╭─ Exercise inputs

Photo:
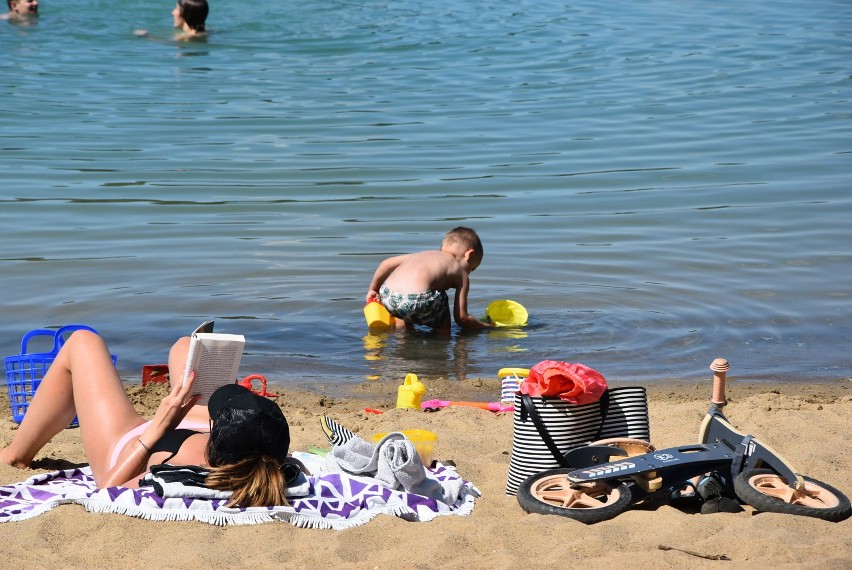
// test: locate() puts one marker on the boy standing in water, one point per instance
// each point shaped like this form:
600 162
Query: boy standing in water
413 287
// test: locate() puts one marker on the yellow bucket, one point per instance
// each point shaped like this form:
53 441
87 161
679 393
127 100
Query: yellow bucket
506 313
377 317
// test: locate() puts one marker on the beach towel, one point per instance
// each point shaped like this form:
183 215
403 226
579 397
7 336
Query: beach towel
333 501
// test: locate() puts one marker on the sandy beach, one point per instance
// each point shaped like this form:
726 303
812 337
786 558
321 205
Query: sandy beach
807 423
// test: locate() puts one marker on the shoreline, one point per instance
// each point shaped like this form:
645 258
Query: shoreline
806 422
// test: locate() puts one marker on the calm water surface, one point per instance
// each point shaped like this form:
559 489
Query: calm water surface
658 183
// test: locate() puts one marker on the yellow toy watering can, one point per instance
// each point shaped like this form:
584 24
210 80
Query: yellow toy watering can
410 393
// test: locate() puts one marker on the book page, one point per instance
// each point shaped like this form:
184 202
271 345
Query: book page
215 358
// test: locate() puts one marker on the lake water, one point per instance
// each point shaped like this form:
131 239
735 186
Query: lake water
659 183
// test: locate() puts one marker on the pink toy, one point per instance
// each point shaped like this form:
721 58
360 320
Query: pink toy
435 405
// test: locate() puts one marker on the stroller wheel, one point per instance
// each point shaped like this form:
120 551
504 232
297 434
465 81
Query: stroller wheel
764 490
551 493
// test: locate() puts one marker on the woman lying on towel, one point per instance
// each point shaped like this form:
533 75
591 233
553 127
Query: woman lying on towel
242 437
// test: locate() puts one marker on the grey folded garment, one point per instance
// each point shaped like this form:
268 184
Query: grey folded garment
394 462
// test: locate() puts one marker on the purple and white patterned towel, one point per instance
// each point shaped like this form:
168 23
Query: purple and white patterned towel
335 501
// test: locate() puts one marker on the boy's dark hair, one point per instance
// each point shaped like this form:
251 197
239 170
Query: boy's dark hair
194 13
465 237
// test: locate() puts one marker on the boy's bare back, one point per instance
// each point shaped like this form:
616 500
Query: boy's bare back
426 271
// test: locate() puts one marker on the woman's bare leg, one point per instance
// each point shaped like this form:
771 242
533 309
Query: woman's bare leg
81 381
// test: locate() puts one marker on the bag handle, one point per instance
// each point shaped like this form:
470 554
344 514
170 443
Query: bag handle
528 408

╰─

Exercise objective: Reproduce, exactly and with nothing added, the lines from the one that includes "Query: boy's dark hair" through the last line of the material.

Result of this task:
Query: boy's dark hair
194 13
465 237
// test: locate() puts one marker on the boy's bare back, one point per instance
// each point shaped like this form:
616 500
Query: boy's bare back
426 271
// test: locate() puts one marker on the woman's bare leg, one point per instance
// each point shaped like this form:
771 242
533 309
Query: woman's bare leg
81 381
// test: locate() puts one marker on the bag handle, one point per instance
// each point shaped like this form:
470 554
344 514
170 443
Query: bag handle
528 408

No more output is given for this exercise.